== INFORMATION
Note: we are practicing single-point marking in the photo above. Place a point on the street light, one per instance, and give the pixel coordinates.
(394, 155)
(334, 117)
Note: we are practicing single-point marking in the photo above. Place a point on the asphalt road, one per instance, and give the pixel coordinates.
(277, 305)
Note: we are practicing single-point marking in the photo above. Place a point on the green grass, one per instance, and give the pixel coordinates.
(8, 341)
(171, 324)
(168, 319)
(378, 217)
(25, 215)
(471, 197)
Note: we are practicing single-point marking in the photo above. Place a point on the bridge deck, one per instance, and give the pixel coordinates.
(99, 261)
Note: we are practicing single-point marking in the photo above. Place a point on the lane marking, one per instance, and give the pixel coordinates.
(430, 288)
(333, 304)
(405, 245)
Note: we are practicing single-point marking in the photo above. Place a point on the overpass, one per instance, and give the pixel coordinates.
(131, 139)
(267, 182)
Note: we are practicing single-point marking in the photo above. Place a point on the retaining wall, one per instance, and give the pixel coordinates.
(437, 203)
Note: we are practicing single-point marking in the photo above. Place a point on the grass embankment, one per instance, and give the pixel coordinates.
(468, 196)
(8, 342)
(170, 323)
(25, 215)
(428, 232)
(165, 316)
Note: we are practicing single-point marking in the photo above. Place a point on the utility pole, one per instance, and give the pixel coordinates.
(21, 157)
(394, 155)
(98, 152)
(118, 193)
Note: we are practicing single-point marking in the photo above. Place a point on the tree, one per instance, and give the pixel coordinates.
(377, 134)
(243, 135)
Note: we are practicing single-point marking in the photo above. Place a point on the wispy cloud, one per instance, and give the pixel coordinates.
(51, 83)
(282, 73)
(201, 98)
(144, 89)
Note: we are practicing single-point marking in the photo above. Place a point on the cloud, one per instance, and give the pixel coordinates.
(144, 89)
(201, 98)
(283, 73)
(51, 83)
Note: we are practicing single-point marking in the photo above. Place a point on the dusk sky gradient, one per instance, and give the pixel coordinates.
====
TASK REQUIREMENTS -> The required answer is the complete data, repeated exactly.

EXPECTED ANSWER ->
Note: we are practicing single-point marking in the photo above. Place a point on the street light, one per instance, and give the pixel coordinates.
(394, 155)
(334, 117)
Note: we are practicing single-point marking in the photo above. Place a point on the asphalt road, one per instance, and give the pixel coordinates.
(277, 305)
Note: we are practicing single-point marking in the photo above. Place a point on the green grass, one per instance, and give the pixel coordinates.
(8, 341)
(171, 324)
(168, 319)
(378, 217)
(25, 215)
(471, 197)
Note: we are practicing single-point marking in the photo above. Place a point on the bridge deck, one per instance, and give the pixel coordinates.
(99, 261)
Note: we are practicing single-point marking in the photo above. Place a point on the lane marking, one per instance, and give the pixel coordinates.
(430, 288)
(333, 304)
(405, 245)
Note: we are practicing single-point marking in the photo above. Place a point on the overpass, one per instance, and give the pixel coordinates.
(131, 139)
(267, 182)
Note: we are practicing single-point marking in the photo above. Place a point on the retaining wall, one per instance, and give the pixel coordinates.
(437, 203)
Note: we are practicing single-point marking in the photo above. Place a point on the grass embankment, one per instance, and give the pixel coordinates.
(468, 196)
(8, 342)
(170, 323)
(25, 215)
(428, 232)
(165, 316)
Note: we are practicing single-point marking in the photo above. Place a point on the utility pole, one per instance, and give the pixel coordinates.
(21, 157)
(394, 155)
(98, 152)
(118, 193)
Note: we are practicing single-point marking in the photo above. Place a point on the tree, one per instance, and give the pixel coordinates.
(377, 134)
(243, 135)
Note: we are practicing single-point marking in the photo above. Place a point on the wispy cloud, one per instance, and give the pixel coordinates.
(51, 83)
(282, 73)
(201, 98)
(144, 89)
Note: we are practicing single-point marking in the photo above. Place a point on the cloud, one per instance, and give the pixel coordinates.
(144, 89)
(201, 98)
(283, 73)
(51, 83)
Note: we are practicing single-point marking in the photo above. Place a point on the dusk sky gradient, one per instance, and give the pixel coordinates.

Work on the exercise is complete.